**Extracted material:**

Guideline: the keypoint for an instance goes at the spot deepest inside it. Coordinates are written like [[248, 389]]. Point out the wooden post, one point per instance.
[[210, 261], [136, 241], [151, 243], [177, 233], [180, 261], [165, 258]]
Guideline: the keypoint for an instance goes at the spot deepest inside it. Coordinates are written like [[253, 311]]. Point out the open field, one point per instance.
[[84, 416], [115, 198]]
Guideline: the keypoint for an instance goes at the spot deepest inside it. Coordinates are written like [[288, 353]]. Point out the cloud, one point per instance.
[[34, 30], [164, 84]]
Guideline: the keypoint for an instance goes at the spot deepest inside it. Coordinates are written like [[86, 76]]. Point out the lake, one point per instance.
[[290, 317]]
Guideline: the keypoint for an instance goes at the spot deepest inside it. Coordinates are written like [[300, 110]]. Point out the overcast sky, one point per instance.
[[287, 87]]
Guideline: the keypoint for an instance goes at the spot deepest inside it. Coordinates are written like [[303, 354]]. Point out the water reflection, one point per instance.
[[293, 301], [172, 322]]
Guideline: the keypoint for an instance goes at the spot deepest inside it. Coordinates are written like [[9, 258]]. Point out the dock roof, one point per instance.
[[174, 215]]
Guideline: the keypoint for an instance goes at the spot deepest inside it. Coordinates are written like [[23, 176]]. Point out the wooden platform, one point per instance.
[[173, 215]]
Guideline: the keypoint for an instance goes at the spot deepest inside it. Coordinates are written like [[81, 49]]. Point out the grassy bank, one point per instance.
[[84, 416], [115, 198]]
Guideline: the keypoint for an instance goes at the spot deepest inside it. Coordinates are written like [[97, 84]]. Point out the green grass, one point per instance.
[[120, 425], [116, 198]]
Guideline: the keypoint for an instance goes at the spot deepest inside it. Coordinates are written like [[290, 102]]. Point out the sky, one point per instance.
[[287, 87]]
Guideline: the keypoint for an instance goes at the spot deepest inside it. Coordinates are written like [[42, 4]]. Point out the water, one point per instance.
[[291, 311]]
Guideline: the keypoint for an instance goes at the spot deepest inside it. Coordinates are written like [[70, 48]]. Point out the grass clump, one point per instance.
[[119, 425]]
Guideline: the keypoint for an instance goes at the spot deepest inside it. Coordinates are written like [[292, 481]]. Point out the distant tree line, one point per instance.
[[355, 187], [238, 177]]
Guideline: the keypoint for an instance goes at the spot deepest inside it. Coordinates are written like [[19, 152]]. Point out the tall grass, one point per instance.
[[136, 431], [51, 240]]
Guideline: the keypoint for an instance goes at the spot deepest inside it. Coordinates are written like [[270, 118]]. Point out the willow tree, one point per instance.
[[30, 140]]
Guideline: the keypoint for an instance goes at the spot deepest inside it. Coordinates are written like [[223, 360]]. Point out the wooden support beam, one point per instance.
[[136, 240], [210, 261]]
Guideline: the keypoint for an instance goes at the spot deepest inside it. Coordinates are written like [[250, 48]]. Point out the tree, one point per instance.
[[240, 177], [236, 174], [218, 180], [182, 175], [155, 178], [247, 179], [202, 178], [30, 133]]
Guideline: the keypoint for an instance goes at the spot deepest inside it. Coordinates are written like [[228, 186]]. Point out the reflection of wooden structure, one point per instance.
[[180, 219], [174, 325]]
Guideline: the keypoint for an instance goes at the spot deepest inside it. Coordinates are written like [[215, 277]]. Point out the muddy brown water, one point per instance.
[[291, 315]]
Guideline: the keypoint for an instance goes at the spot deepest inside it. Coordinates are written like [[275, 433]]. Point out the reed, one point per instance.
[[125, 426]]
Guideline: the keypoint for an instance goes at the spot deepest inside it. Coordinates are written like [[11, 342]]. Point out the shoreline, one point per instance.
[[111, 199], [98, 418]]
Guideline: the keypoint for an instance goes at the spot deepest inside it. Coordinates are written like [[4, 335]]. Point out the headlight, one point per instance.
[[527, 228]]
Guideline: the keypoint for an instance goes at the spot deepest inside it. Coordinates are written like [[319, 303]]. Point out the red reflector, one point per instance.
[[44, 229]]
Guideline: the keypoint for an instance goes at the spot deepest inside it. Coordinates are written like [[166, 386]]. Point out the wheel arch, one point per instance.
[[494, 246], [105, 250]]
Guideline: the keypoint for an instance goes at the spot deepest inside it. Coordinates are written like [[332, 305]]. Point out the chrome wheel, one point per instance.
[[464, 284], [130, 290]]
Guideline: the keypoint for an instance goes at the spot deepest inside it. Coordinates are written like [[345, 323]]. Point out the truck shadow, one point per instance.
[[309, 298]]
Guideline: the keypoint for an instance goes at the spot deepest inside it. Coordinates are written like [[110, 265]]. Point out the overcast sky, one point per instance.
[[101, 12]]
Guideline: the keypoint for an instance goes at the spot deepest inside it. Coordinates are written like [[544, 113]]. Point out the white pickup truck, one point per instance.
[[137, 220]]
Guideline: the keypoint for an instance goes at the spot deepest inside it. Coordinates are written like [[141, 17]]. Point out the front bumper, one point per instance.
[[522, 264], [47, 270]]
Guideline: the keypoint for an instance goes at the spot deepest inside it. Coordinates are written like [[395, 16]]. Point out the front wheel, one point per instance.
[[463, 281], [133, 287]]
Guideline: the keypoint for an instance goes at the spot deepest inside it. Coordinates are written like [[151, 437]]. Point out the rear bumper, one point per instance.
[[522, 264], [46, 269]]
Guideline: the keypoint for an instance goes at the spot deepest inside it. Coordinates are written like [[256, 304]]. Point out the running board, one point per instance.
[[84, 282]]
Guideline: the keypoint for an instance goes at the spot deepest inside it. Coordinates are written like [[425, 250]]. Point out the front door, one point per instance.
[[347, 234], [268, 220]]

**The exercise:**
Put the part of the material above that opens with the line containing "platform, one point per instance." and closes with the line containing "[[136, 431], [51, 240]]" into a numbered list, one line per item, skipping any blank lines.

**Response below:**
1. Guideline: the keypoint for an instance goes at the spot deepest inside it. Coordinates are written like [[23, 176]]. Point out the wooden platform, one point per instance.
2. [[173, 215]]
3. Guideline: the keypoint for an instance goes at the spot deepest inside it. Coordinates are written like [[81, 49]]. Point out the grassy bank, one point per instance.
4. [[84, 416], [115, 198]]
5. Guideline: the keypoint for an instance goes at the spot deepest inside it. Coordinates are written like [[97, 84]]. Point out the green grass, one point per instance.
6. [[120, 425], [116, 198]]
7. Guideline: the keypoint for an instance goes at the spot deepest inside it. Coordinates are written like [[290, 102]]. Point out the sky, one point per instance.
8. [[287, 87]]
9. Guideline: the keypoint for an instance goes at the spot deepest inside it. Coordinates are written like [[42, 4]]. Point out the water, one point per instance.
10. [[291, 311]]
11. Guideline: the keypoint for an instance goes at the spot deepest inside it. Coordinates are written like [[70, 48]]. Point out the grass clump, one point per instance.
12. [[119, 425]]
13. Guideline: the keypoint for an instance goes at the spot deepest inside it. Coordinates are written like [[292, 481]]. Point out the distant tree line, one point per instance.
14. [[355, 187], [238, 177]]
15. Guideline: the keypoint for an instance goes at the spot deepest inside it. Coordinates are written like [[19, 152]]. Point out the tall grass, one point per instance.
16. [[136, 431], [51, 240]]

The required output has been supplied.